STATED GOAL A —
Repeat the lines of the records word for word, from the line containing "Target: solar panel on roof" through the last line of the records, both included.

++++ PROVIDED TEXT ++++

- Born: 01 October 1906 British India
- Died: 2 July 1986 (aged 79) Kolkata India
- Occupation: Revolutionary
- Organization: Bengal Volunteers
- Movement: Indian Freedom Movement

= Nikunj Sen =

Bengali revolutionary (1906–1986)

 Nikunja Sen (1 October 1906 – 2 July 1986) was an Indian revolutionary and member of the Bengal Volunteers who carried out assassinations against British colonial officials in an attempt to secure Indian independence.

== Early life Education==
Nikunja Sen was born on October 1, 1906, in Kamarkhara, Dhaka, Bangladesh. He studied there and later earned his B.A. from Dhaka University. After graduating, he went to Calcutta to pursue an M.A. However, from his student life, he was a strong supporter of the anti-British independence movement. . During this time, he was involved in organizing Subhas Chandra Bose's Forward Bloc. Eventually, he joined the Socialist Republican Party led by Sarat Chandra Bose. The party's mouthpiece, 'Mahajati', was published under his editorship. He was also associated with Jyotish Joardar's 'Nishana' and 'Subhash Sanskriti Parishad'.

== Revolutionary activities==
He joined the Mukti Sangha of the Jugantar Dal later. The Jugantar Dal was a secret association of revolutionaries founded by Hemchandra Ghosh, an anti-British revolutionary in Dhaka. Nikunja Sen later became a member of Netaji Subhas Chandra Bose's Bengal Volunteers.He was sent to Comilla to strengthen the party under the leadership of Lalit Barman. As a result of his and Lalit Barman's revolutionary efforts, two of his acquaintances, Shanti Ghosh and Suniti Chowdhury, who were classmates at Faizunnesa Girls' School in Comilla, were inspired. They killed Mr. Stevens, the District Magistrate of Comilla, on December 14, 1931.Nikunja Sen, however, joined Banaripara School in Bikrampur, Dhaka, with the intention of strengthening the party and organization through teaching. There, he met Badal Gupta, whose real name was Sudhir Gupta, as a student. Nikunj Sen inspired Badal to develop patriotism. Badal also joined the Bengal Volunteers.The target of the revolutionaries was Colonel N.S. Simpson, the tyrannical Inspector General of the prison authorities. Simpson was notorious to the revolutionaries for his atrocities on political prisoners. With the murder of Simpson, an unprecedented decision was made to create panic within the British government. It was decided that Simpson would be killed in his office. The revolutionaries planned to attack the then-secretariat, the Writers' Building in Calcutta (now known as Mahakaran, located in B.B.D. Bagh).It was decided that Binoy Basu would lead the team, accompanied by Badal Gupta and Dinesh Gupta (1911–1931). On December 8, 1930, Binoy Bose, Badal Gupta, and Dinesh Gupta entered the Writers' Building in European attire and shot Simpson dead. Nikunja Sen was not only a close associate of theirs but also played an important role in the planning and preparation of the campaign. He was not captured during the operation and went into hiding. He was arrested in 1931 and imprisoned for seven years.

++++

STATED GOAL B —
Continue the biography of Nikunja Sen from where it stops.

++++ RECORDS SHOWN ++++

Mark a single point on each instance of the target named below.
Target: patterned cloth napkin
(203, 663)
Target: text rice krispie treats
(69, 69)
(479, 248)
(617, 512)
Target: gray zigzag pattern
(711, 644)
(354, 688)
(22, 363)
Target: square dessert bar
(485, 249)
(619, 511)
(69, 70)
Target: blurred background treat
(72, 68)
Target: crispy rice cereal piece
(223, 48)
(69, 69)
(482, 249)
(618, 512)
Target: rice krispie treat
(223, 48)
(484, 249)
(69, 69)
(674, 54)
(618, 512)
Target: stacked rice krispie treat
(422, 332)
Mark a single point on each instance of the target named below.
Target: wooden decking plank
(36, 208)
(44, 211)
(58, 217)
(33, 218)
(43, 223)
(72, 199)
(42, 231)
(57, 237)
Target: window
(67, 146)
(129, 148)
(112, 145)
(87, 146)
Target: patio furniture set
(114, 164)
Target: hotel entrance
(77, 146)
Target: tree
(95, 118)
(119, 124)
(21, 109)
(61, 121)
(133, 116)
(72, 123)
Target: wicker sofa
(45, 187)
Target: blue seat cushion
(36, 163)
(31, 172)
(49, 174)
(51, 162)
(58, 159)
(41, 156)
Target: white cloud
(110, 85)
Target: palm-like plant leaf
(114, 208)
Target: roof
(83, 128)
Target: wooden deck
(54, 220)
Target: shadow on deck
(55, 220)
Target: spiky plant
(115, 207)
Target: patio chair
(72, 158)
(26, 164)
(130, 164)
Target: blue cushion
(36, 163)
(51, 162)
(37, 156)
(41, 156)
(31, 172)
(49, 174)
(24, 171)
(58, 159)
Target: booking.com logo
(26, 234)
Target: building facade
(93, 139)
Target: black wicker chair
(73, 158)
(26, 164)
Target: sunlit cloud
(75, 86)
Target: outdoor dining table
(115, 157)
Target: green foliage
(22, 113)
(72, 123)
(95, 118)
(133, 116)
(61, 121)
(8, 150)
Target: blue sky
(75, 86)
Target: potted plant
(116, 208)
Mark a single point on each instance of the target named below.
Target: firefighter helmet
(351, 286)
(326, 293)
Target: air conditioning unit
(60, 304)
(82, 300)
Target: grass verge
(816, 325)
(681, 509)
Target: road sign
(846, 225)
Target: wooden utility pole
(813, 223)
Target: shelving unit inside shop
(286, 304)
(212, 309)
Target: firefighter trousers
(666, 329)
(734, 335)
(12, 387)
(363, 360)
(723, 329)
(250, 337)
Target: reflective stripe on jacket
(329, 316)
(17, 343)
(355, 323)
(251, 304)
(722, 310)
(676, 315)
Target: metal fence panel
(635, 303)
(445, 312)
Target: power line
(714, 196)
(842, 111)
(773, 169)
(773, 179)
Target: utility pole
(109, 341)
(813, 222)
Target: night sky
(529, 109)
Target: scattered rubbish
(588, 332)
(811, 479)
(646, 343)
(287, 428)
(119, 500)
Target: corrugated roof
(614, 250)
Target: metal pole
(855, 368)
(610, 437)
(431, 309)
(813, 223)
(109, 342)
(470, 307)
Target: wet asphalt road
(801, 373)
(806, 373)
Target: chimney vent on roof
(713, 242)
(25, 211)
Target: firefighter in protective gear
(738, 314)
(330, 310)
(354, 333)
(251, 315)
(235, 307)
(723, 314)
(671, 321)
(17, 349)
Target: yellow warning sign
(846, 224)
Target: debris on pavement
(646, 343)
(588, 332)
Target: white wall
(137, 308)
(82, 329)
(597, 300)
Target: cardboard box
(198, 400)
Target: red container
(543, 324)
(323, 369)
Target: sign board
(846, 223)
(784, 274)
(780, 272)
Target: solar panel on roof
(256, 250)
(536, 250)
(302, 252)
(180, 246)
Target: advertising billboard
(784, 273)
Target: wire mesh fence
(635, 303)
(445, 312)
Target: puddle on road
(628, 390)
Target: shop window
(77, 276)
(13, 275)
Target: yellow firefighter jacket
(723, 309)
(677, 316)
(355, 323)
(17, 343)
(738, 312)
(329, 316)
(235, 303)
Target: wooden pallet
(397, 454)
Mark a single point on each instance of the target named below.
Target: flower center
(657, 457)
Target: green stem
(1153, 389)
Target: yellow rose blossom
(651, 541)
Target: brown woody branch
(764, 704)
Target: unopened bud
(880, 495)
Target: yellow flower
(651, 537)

++++

ANSWER A —
Target: solar panel on roof
(256, 250)
(536, 250)
(302, 252)
(180, 246)
Target: advertising billboard
(784, 273)
Target: wire mesh fence
(635, 303)
(445, 312)
Target: puddle on road
(628, 390)
Target: shop window
(77, 276)
(13, 275)
Target: yellow firefighter jacket
(723, 309)
(677, 316)
(355, 323)
(17, 343)
(738, 312)
(329, 316)
(235, 303)
Target: wooden pallet
(397, 454)
Mark a single point on each instance of the target named below.
Target: flower center
(657, 457)
Target: green stem
(1153, 389)
Target: yellow rose blossom
(651, 541)
Target: brown woody branch
(764, 704)
Target: unopened bud
(880, 495)
Target: yellow flower
(651, 537)

ANSWER B —
He was subsequently arrested again in 1940 during World War II and released in 1946

==Later life==
After independence, he was one of the founders and the headmaster of Saptagram Sarveshwar High School in Bagu village of North 24 Parganas district for a long time. Due to his excellent organizational talents, he became the editor of 'Palli Niketan' in the seven villages of Samaj Seva Kendra, including Bagu, Shikharpur, Nayabad, etc.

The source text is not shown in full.